> Text shown:
# # # # # # #
Hey guys,
welcome to Algebra I.
Today's lesson focuses
on solving multi-step linear
inequalities algebraically.
Your knowledge
of solving equations
and properties of inequality
helps you move through
this lesson easily.
You ready to get started?
Let's go.
Okay, so, before we jump
into inequalities,
I want to throw back
to equations.
They're not--
There obviously are great
differences between them,
but steps you take
to solve an equation
and to solve an inequality
algebraically are very similar.
You can do one,
most likely,
you can do the other.
Let's look here:
6x minus 3 equals 9.
If I solve this
to get the solution,
like they're
asking me to,
I'd start by adding 3
to both sides, right?
Cancel out right there,
so 6x equals 12.
Divide both sides by 6.
x is 2.
What that means is
the solution to this equation,
the value when
I substitute it,
giving the equation
a value of 9, is 2.
Let me show you
what I mean, I'll verify.
My equation
is 6x minus 3 equals 9.
We're saying 2 is the only
solution to this equation.
Let's substitute
in there and check--
6 times 2 minus 3.
6 times 2, that's 12.
So, 12 minus 3 is 9,
so 2 is the only solution
to this equation.
Let's move on a little.
We'll change that equation
to an inequality.
I want to show the difference
between an equation
and an inequality.
As far as solving this,
it's essentially
the same thing.
Add 3 to both sides, okay.
That's going to cancel out.
So 6x is less than 12.
Divide both sides by 6.
x is less than 2.
This time, we were asked
for the solution set
because in an inequality,
you always have more
than one solution.
There are infinitely
many solutions
that will prove
your inequality is true.
What this is saying is,
any x value that's less than 2
will make
this inequality true.
Let me show you.
Let's pick numbers
less than 2.
Let's pick 1--
1 is less than 2.
Split this up.
We have 6x minus 3
is less than 9,
so if we let x be 1:
6 times 1 minus 3...
6 times 1 is 6,
and 6 minus 3 is 3.
So 3 is less than 9,
so 1 works.
What if x were 0?
Let's try that:
6 times 0 minus 3--
6 times 0 is 0.
0 minus 3 is negative 3,
which is less than 9,
so that's true.
We could go on for days.
Any x value
that's less than 2
will make
this inequality true.
That's the difference between
the solution to an equation
and a solution set
to an inequality
is there is more
than one value
that will make
that inequality true.
Let's practice solving
inequalities for a bit.
We have 10x minus 8
is greater than 3x plus 20.
# # # # # # #
Excerpts of pointing data
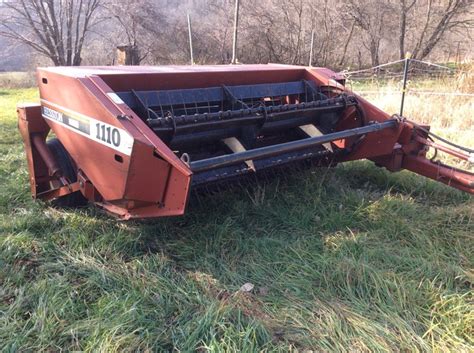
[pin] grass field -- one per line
(349, 259)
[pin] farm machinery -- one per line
(136, 140)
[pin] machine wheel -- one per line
(75, 199)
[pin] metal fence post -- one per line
(234, 41)
(190, 40)
(311, 49)
(405, 79)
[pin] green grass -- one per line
(348, 259)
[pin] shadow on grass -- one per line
(333, 265)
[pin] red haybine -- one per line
(136, 140)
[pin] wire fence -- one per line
(422, 78)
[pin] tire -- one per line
(75, 199)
# # # # # # #
> What you are asked to do: Please state the solution the algebra lesson transcript gives for the inequality 6x minus 3 is less than 9.

> Task output: x is less than 2.